CHALLENGE | Retype, character for character, the stretch of lines from the one containing "Would you be so kind as to locate the bird" through the very last line.
>> begin MATERIAL FOR THE TASK
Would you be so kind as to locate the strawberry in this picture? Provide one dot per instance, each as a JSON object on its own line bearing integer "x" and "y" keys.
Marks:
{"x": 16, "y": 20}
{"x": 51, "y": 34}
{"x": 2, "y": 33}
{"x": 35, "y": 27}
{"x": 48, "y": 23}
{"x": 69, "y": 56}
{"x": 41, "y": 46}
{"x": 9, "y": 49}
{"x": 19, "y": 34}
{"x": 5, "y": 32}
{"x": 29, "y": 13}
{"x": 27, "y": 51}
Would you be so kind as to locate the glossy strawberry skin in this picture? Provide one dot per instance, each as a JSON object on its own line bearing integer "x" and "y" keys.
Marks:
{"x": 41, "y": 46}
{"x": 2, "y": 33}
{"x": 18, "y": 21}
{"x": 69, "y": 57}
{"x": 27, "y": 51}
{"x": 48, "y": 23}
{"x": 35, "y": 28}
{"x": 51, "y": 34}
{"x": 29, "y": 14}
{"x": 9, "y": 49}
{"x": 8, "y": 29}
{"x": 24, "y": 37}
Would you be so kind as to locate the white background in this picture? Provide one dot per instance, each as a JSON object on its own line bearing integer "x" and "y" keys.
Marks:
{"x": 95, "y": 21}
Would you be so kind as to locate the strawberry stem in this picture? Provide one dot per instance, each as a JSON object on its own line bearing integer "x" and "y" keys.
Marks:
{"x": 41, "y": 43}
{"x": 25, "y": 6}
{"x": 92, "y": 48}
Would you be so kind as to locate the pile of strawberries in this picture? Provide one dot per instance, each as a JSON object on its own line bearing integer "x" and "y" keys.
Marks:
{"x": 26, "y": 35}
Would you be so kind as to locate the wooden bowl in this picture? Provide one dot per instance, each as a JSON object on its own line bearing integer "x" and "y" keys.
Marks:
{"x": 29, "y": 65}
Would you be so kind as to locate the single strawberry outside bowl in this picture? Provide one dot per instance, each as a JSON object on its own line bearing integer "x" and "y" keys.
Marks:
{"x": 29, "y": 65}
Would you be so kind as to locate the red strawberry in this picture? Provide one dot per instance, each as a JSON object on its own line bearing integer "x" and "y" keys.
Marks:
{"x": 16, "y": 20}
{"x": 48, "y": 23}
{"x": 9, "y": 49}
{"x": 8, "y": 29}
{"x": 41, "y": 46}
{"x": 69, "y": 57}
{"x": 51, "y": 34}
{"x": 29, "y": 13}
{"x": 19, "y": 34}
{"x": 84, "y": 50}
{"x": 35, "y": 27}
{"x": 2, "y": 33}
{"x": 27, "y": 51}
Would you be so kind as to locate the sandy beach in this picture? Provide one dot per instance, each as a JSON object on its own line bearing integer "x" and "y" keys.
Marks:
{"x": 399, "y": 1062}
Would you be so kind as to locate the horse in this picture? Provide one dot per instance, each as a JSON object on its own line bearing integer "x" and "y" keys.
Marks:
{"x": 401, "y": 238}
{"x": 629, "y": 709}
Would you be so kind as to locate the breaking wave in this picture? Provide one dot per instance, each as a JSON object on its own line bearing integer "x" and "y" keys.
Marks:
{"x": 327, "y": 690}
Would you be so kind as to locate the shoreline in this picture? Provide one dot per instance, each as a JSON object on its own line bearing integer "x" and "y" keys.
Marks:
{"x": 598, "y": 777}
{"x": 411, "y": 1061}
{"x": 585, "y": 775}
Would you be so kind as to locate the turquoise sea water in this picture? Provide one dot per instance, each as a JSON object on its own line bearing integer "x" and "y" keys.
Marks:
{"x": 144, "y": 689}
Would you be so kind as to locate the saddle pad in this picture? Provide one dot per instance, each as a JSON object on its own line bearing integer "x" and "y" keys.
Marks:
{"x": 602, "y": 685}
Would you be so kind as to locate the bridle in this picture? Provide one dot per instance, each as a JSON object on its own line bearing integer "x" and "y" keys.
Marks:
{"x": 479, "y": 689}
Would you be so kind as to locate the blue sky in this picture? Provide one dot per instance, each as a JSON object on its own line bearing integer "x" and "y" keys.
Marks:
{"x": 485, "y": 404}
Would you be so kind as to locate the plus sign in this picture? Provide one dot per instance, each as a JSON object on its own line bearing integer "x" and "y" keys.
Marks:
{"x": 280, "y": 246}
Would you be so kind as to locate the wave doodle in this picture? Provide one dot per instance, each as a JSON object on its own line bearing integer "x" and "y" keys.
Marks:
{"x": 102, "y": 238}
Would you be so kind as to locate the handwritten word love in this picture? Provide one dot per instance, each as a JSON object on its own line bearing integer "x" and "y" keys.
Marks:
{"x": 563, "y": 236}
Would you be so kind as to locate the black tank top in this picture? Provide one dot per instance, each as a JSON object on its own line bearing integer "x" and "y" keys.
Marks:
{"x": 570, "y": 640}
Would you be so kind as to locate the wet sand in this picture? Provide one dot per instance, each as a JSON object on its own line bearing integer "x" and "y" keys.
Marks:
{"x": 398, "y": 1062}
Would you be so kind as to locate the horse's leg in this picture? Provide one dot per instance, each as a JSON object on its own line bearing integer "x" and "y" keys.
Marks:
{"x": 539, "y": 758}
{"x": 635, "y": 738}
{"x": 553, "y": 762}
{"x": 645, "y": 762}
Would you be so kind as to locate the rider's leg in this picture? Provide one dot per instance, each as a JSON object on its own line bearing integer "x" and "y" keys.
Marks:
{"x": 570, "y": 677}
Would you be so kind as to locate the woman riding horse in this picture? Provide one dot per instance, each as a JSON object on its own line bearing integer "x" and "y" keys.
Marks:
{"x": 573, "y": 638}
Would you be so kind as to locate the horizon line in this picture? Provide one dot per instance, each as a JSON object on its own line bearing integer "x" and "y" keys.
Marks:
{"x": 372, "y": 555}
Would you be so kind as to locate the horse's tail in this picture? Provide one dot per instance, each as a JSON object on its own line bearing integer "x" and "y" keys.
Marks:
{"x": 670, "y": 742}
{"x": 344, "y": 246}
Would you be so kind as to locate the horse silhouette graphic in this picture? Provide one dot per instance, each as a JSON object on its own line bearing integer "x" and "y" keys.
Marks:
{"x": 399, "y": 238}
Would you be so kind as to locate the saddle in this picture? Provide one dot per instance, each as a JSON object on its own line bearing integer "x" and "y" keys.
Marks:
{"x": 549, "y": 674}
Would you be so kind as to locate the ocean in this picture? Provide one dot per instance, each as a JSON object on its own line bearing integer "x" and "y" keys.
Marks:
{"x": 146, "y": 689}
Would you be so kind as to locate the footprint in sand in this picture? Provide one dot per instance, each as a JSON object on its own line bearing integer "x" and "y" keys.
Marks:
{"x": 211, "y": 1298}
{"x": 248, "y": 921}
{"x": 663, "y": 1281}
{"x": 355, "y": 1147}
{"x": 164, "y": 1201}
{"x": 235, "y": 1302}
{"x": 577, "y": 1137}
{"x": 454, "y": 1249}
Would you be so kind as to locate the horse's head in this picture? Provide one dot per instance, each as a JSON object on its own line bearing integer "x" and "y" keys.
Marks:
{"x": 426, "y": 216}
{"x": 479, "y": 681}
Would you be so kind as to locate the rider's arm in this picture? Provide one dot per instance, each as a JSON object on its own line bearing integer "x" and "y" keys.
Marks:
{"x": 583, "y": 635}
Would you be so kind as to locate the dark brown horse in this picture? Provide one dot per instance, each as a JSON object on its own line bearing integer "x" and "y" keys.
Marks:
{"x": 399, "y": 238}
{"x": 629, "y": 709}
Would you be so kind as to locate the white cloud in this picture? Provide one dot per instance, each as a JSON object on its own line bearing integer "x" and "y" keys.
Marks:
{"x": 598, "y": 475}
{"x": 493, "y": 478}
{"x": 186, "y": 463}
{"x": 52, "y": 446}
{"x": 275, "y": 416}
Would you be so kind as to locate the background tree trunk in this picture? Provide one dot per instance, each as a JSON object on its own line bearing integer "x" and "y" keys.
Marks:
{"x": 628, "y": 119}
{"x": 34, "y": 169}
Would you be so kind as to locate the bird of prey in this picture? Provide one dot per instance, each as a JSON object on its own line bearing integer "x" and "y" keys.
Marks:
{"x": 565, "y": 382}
>> end MATERIAL FOR THE TASK
FINISHED TASK |
Would you be so kind as to locate the bird of prey in this picture? Provide one dot per instance, each as a JSON object on its own line bearing integer "x" and "y" keys.
Marks:
{"x": 565, "y": 382}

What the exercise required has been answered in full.